* EXERCISE PROMPT: Update the records from the line that contains "101L289 102L292 98L288" through the end of the records by changing "rough mask" to "coarse mask" and leaving all else as it is. Return only those lines.

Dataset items
-.-.-
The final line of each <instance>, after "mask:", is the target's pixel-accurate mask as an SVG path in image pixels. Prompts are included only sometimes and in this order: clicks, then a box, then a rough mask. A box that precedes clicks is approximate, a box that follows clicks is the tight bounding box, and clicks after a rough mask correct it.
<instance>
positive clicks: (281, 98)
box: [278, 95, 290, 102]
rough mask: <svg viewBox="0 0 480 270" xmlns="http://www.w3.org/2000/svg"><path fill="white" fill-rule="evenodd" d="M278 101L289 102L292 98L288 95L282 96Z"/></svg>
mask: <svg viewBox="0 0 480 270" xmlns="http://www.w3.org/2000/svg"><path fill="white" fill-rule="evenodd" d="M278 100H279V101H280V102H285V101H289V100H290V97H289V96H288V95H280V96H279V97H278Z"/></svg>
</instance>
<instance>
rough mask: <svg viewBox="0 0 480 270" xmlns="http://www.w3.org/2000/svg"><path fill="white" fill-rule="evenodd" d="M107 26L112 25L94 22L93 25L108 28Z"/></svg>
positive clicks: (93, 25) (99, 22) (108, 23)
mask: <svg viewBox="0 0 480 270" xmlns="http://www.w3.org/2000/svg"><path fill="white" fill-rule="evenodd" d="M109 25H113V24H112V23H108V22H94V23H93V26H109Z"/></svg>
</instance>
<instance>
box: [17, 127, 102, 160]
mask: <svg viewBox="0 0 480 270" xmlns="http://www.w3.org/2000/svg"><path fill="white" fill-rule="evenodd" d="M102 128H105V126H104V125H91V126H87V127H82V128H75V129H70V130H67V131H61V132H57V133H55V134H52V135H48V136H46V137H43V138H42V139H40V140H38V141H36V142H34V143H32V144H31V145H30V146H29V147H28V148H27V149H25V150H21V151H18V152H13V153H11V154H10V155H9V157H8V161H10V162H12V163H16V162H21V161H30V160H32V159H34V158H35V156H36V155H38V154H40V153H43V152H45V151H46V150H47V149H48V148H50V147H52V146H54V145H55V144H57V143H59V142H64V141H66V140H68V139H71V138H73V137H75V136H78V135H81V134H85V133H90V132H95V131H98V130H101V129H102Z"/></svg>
-.-.-
* SOLUTION TO THE EXERCISE:
coarse mask: <svg viewBox="0 0 480 270" xmlns="http://www.w3.org/2000/svg"><path fill="white" fill-rule="evenodd" d="M278 101L289 102L292 98L288 95L282 96Z"/></svg>
mask: <svg viewBox="0 0 480 270" xmlns="http://www.w3.org/2000/svg"><path fill="white" fill-rule="evenodd" d="M278 100H279V101H280V102H285V101H289V100H290V97H289V96H288V95H280V96H279V97H278Z"/></svg>
</instance>
<instance>
coarse mask: <svg viewBox="0 0 480 270" xmlns="http://www.w3.org/2000/svg"><path fill="white" fill-rule="evenodd" d="M107 26L112 25L94 22L93 25L108 28Z"/></svg>
positive clicks: (93, 25) (99, 22) (108, 23)
mask: <svg viewBox="0 0 480 270" xmlns="http://www.w3.org/2000/svg"><path fill="white" fill-rule="evenodd" d="M109 25H113V24H112V23H108V22H94V23H93V26H109Z"/></svg>
</instance>
<instance>
box: [17, 127, 102, 160]
mask: <svg viewBox="0 0 480 270" xmlns="http://www.w3.org/2000/svg"><path fill="white" fill-rule="evenodd" d="M102 128H105V126H104V125H91V126H87V127H82V128H75V129H70V130H67V131H61V132H57V133H55V134H52V135H48V136H46V137H43V138H42V139H40V140H38V141H36V142H34V143H32V144H31V145H30V146H29V147H28V148H27V149H25V150H21V151H18V152H13V153H11V154H10V155H9V157H8V161H10V162H12V163H16V162H21V161H30V160H32V159H34V158H35V156H36V155H38V154H40V153H43V152H45V151H46V150H47V149H48V148H50V147H52V146H54V145H55V144H57V143H59V142H64V141H66V140H68V139H71V138H73V137H75V136H78V135H81V134H85V133H90V132H95V131H98V130H101V129H102Z"/></svg>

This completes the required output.